┌─ Given entries

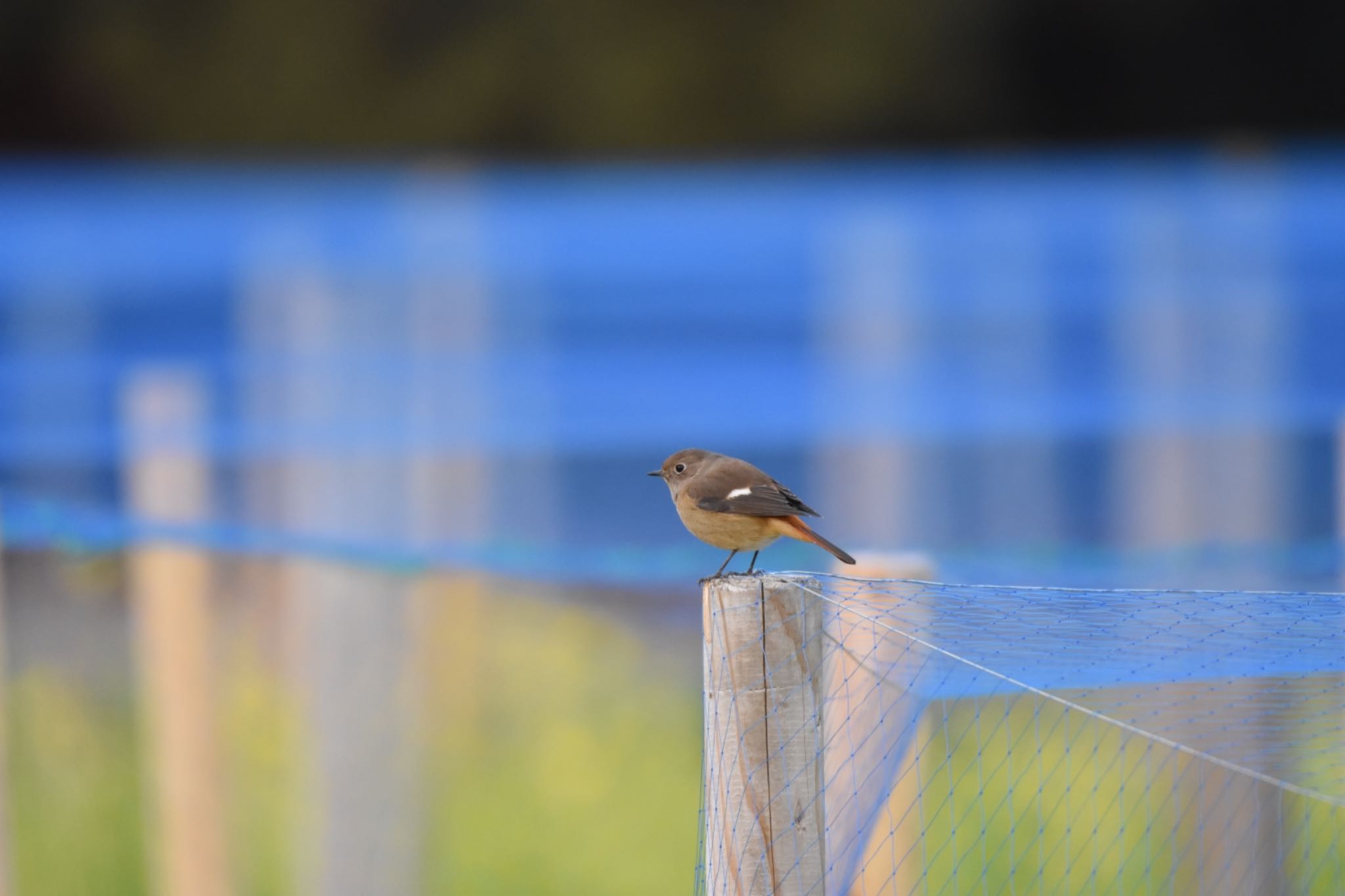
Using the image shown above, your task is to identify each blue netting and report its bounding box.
[701,574,1345,893]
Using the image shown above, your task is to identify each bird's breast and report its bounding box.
[676,501,780,551]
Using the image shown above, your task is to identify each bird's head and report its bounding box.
[650,449,714,497]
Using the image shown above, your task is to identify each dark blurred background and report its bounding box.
[0,0,1345,896]
[8,0,1345,157]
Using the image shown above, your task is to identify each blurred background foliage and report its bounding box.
[8,0,1345,156]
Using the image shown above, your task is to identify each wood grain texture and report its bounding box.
[703,575,826,896]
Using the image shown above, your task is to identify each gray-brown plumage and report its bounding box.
[650,449,854,576]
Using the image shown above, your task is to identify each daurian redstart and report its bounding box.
[650,449,854,576]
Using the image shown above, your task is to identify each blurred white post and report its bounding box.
[1336,417,1345,589]
[814,208,943,544]
[702,575,826,896]
[0,505,12,896]
[122,371,230,896]
[241,268,420,896]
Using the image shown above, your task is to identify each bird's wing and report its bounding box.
[692,477,820,516]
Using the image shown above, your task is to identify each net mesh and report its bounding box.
[697,574,1345,896]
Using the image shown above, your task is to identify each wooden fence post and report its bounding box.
[702,575,826,896]
[123,371,230,896]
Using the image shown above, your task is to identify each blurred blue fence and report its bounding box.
[0,152,1345,587]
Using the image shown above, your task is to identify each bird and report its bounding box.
[650,449,854,579]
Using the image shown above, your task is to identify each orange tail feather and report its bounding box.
[772,516,854,565]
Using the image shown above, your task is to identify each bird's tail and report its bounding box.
[775,516,854,565]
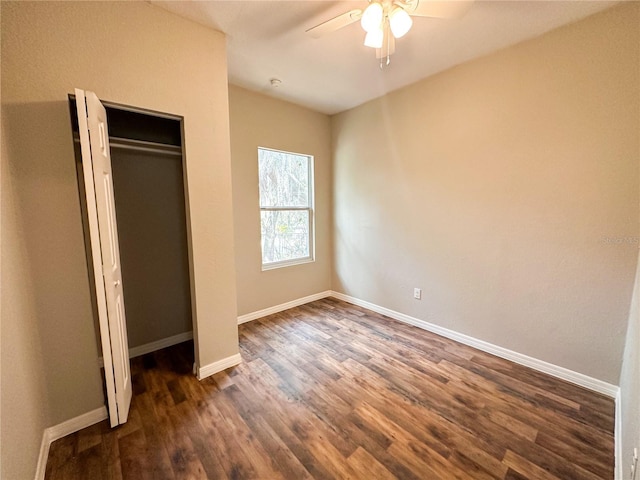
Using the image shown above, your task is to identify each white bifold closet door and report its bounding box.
[75,89,132,427]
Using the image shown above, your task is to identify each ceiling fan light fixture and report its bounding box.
[360,2,384,33]
[388,5,413,38]
[364,27,384,48]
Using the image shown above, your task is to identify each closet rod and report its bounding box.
[73,133,182,157]
[109,137,182,157]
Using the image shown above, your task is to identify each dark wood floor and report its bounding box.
[47,299,614,480]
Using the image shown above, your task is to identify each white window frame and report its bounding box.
[258,147,316,272]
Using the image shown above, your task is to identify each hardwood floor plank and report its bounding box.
[46,298,614,480]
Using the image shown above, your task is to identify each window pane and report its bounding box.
[260,210,310,264]
[258,148,310,207]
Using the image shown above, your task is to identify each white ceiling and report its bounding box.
[151,0,617,114]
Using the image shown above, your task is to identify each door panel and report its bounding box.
[76,89,132,426]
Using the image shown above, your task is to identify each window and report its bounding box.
[258,148,313,270]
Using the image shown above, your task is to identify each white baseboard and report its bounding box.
[198,353,242,380]
[331,292,620,398]
[613,389,624,480]
[35,428,52,480]
[35,406,108,480]
[238,290,333,325]
[129,332,193,358]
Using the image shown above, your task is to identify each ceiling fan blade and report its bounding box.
[306,9,362,38]
[404,0,473,18]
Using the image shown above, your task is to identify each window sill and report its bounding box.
[262,257,316,272]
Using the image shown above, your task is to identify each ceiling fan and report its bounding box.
[306,0,473,68]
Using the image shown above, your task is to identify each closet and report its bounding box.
[69,96,193,357]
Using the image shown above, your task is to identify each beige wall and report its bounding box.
[332,3,640,385]
[2,2,238,478]
[229,86,332,315]
[0,87,50,479]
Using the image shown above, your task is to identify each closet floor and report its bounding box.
[46,298,614,480]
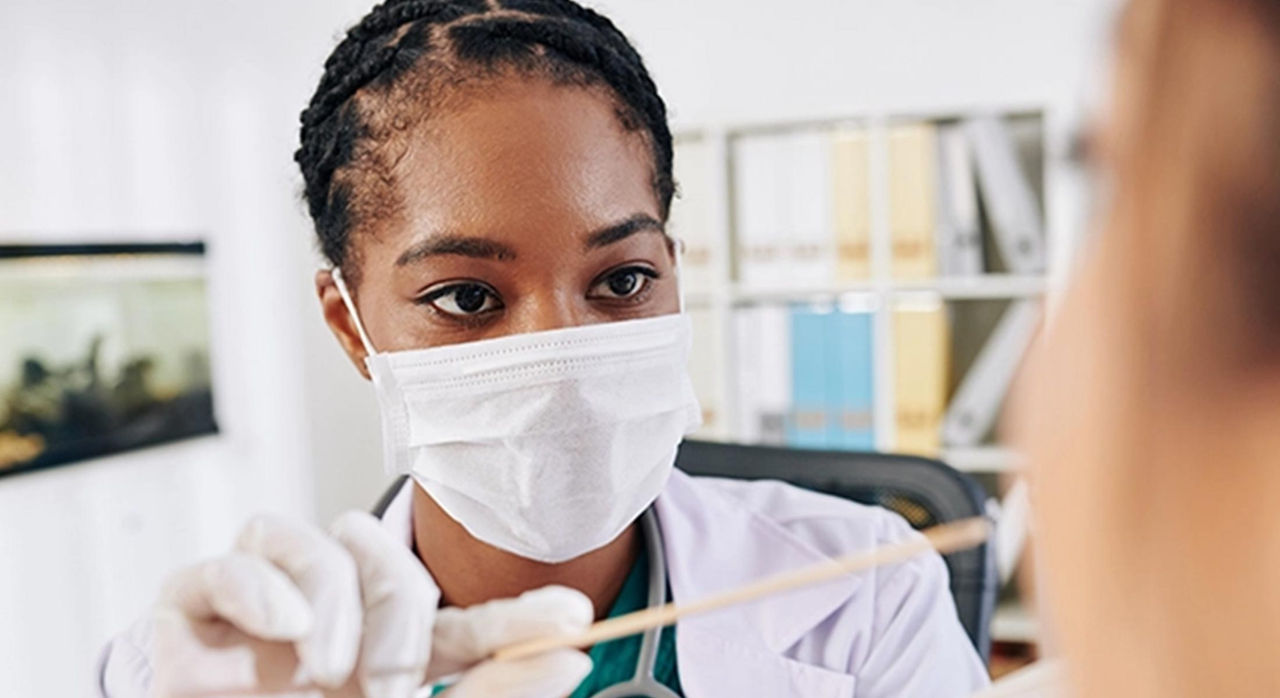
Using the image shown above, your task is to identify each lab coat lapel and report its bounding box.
[655,470,859,698]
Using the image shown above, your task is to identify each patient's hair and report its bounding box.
[1110,0,1280,377]
[294,0,675,283]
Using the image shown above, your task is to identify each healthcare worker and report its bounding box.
[101,0,987,698]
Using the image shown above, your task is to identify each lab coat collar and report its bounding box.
[655,470,863,695]
[381,470,860,697]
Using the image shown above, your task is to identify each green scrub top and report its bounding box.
[431,548,685,698]
[570,548,685,698]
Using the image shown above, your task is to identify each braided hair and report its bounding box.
[294,0,675,282]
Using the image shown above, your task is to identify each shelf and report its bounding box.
[942,446,1023,473]
[991,603,1041,643]
[730,274,1047,304]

└─

Stated task. Copy out all of the material above line for line, with no changes, and omit the pictures.

Task result.
Using the image shown above, your task is to identify each blue netting and report its bounding box.
[701,574,1345,893]
Using the image shown above, your task is to identify each bird's breast and report its bounding box.
[676,501,780,551]
Using the image shown above, your task is to identify each bird's head and report its bounding box.
[650,449,714,497]
Using the image shown above, your task is to identify each dark blurred background and report its bounding box.
[0,0,1345,896]
[8,0,1345,157]
Using the image shown above, your task is to identify each blurred background foliage and report its bounding box.
[8,0,1345,156]
Using the image shown above, your task is to identify each wood grain texture and report its bounding box.
[703,575,826,896]
Using the image shown above, your task is to identify each gray-brown plumage and report its bounding box.
[650,449,854,576]
Using the image shown above, your task is to identify each daurian redstart and report its bounding box.
[650,449,854,576]
Using the image shown above, your task is to identify each blurred white post and report its bounding box.
[1336,417,1345,589]
[814,208,943,544]
[702,575,826,896]
[0,505,12,896]
[122,371,230,896]
[241,268,420,896]
Using the image shown above, your task is to identify each bird's wing and report its bounding box.
[692,477,820,516]
Using the image shown above, your task is to identify each net mesh and report its bounding box.
[697,574,1345,896]
Using the image shown above, your task is to identify each wooden fence post and report its bounding box.
[702,575,826,896]
[123,371,230,896]
Using the image shown above, your task is to identify each blurred blue fence and report its bounding box.
[0,152,1345,587]
Using the image shown above, your task is to identify each bird and report its bounding box.
[650,449,854,579]
Using the image shown above, your task is to identify each orange tail feather and report its bounding box.
[772,516,854,565]
Using the image shown above, your task is to identify each bird's tail and report its bounding box.
[775,516,854,565]
Using the image shown above, your task is to identify each white bifold closet door and report its bounding box.
[75,89,132,427]
Using the image shown above, your task is to identify each ceiling fan light fixture and report its bounding box.
[360,2,384,33]
[388,5,413,38]
[364,27,384,48]
Using the image shown above, your task is to identify each closet rod and report its bounding box.
[73,133,182,157]
[109,137,182,157]
Using the image shown above, your task is to identify each dark wood floor and report its bounding box.
[47,299,614,480]
Using the image shown above, your task is to identify each white window frame and report its bounding box.
[258,147,316,272]
Using the image shown above, your task is to identify each hardwood floor plank and report its bounding box.
[46,298,614,480]
Using the image shown above, your task is to identify each window pane and report its bounding box.
[260,210,310,264]
[258,148,310,207]
Using the image shown above, your task is to identify each white ceiling and report its bounding box.
[151,0,617,114]
Using the image shown above, your task is to identify each door panel and report its bounding box.
[76,89,132,426]
Using the image shown above, your task is to identify each window and report its bounding box.
[258,148,313,270]
Using the image shown above, your task is to identify each white baseboard and report its bounding box.
[198,353,242,380]
[331,292,620,398]
[613,389,624,480]
[35,428,52,480]
[35,406,108,480]
[238,290,333,325]
[129,332,193,358]
Using the image shown above, your task is to identify each ceiling fan blade and report its bounding box.
[306,9,362,38]
[404,0,473,18]
Using the image shown above, your task is to identify each window sill and report its bounding box.
[262,257,316,272]
Using the image shown above, your task is to identify each ceiling fan and report its bounding box.
[306,0,473,68]
Using the image shown above, your task is to identify each closet and report its bounding box.
[69,96,193,357]
Using the image shown above, your task is to identify each beige wall and report its bounding box.
[332,3,640,385]
[2,2,238,478]
[229,86,332,315]
[0,87,50,479]
Using the image shown above, your task is to identify each closet floor and report its bounding box.
[46,298,614,480]
Using the image shown above, your task is to identify each lab coat lapel and report its bounding box.
[655,470,859,698]
Using the image shown above, your task is to identify each patient's hair and report its bounding box.
[1110,0,1280,377]
[294,0,675,283]
Using the image shown above, your task is to identify each healthcare worker and report its bounding box.
[101,0,987,698]
Using the image shown above, your task is to identify each lab coat collar and report its bounding box.
[655,470,863,695]
[381,470,860,697]
Using the image shown above, your task is to identify each green scrub top and report its bounding box.
[431,548,685,698]
[570,548,685,698]
Using the image shown above, your task is to identify each braided hair and report its bounding box.
[294,0,675,282]
Using the image shown above, your task is to identify each shelf and report its bounding box.
[942,446,1023,473]
[991,603,1041,643]
[730,274,1047,304]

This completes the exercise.